__What is required__: Pictures do not belong in the copy, so please give every entry below again exactly.

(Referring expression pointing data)
---*---

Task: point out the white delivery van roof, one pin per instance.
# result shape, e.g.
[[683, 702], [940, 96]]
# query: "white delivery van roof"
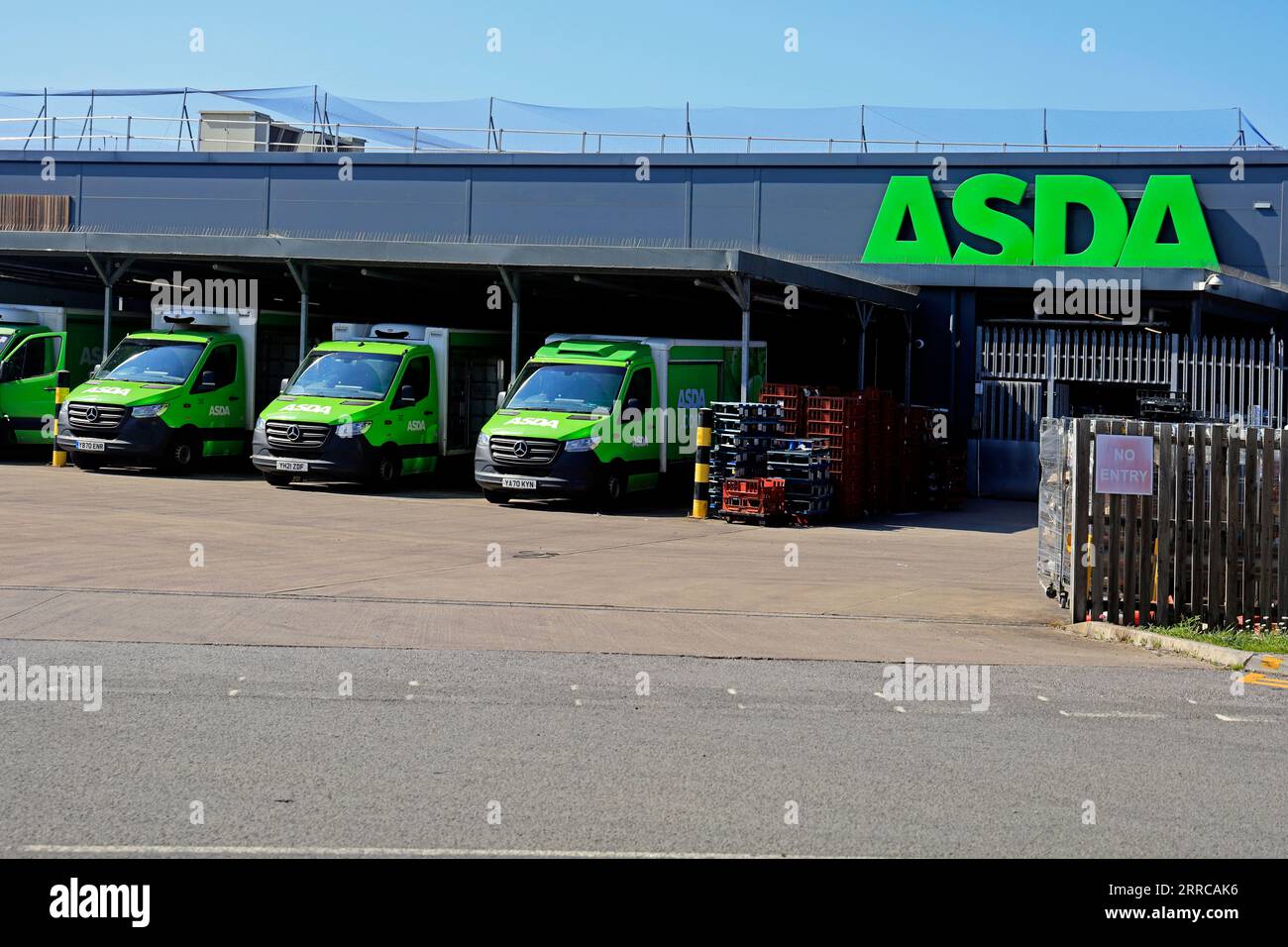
[[384, 331], [52, 317]]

---*---

__Task answer__:
Task: point out the white delivery van roof, one pin per instance.
# result shape, e.g.
[[683, 702], [940, 96]]
# query: "white delivery van roof"
[[384, 331], [52, 317]]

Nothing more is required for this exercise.